TASK ITEM: In the records that follow, find each line with the word "mountain" and copy it.

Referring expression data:
· · · ·
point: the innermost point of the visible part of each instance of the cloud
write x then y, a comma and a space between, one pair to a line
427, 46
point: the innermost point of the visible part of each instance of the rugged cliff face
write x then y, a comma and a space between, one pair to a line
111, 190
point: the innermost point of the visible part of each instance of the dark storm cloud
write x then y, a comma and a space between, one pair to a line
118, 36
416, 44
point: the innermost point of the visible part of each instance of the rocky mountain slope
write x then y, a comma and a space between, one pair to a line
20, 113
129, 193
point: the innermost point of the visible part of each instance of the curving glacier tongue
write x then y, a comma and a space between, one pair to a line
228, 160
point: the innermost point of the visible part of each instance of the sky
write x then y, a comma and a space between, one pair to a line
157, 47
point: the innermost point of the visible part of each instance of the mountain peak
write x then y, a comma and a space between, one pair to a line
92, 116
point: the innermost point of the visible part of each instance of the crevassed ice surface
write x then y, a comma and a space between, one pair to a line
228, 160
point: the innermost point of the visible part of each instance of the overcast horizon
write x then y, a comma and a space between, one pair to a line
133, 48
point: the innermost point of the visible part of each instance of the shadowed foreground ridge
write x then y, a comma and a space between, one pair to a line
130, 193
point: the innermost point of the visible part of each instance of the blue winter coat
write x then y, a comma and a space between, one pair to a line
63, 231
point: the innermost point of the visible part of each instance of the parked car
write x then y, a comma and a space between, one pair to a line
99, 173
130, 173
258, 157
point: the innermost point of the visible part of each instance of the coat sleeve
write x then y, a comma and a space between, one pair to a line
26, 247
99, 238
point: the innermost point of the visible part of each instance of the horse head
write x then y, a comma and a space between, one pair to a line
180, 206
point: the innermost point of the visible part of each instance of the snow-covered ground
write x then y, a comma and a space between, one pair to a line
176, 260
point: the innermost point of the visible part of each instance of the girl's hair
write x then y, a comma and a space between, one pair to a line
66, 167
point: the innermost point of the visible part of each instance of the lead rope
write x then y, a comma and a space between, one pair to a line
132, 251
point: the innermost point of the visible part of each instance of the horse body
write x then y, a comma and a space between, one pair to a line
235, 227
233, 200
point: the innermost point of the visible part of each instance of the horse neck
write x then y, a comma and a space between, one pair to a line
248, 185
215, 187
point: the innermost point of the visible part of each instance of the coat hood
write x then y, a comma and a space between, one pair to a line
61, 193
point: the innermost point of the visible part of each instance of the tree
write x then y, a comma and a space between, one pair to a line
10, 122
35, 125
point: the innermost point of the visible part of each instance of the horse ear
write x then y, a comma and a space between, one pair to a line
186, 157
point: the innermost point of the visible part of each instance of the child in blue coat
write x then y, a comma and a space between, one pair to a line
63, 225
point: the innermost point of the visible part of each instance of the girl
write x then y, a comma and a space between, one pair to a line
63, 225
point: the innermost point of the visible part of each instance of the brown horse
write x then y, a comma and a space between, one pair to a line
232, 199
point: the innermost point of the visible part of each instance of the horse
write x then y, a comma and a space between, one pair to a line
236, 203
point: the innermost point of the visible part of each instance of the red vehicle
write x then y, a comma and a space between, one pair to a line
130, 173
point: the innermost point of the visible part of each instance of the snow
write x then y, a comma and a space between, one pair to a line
· · · ·
RESULT:
point: the innermost point of the visible part of each instance of the rocky mountain slope
point: the innermost point of the visible part of each instance of the mountain peak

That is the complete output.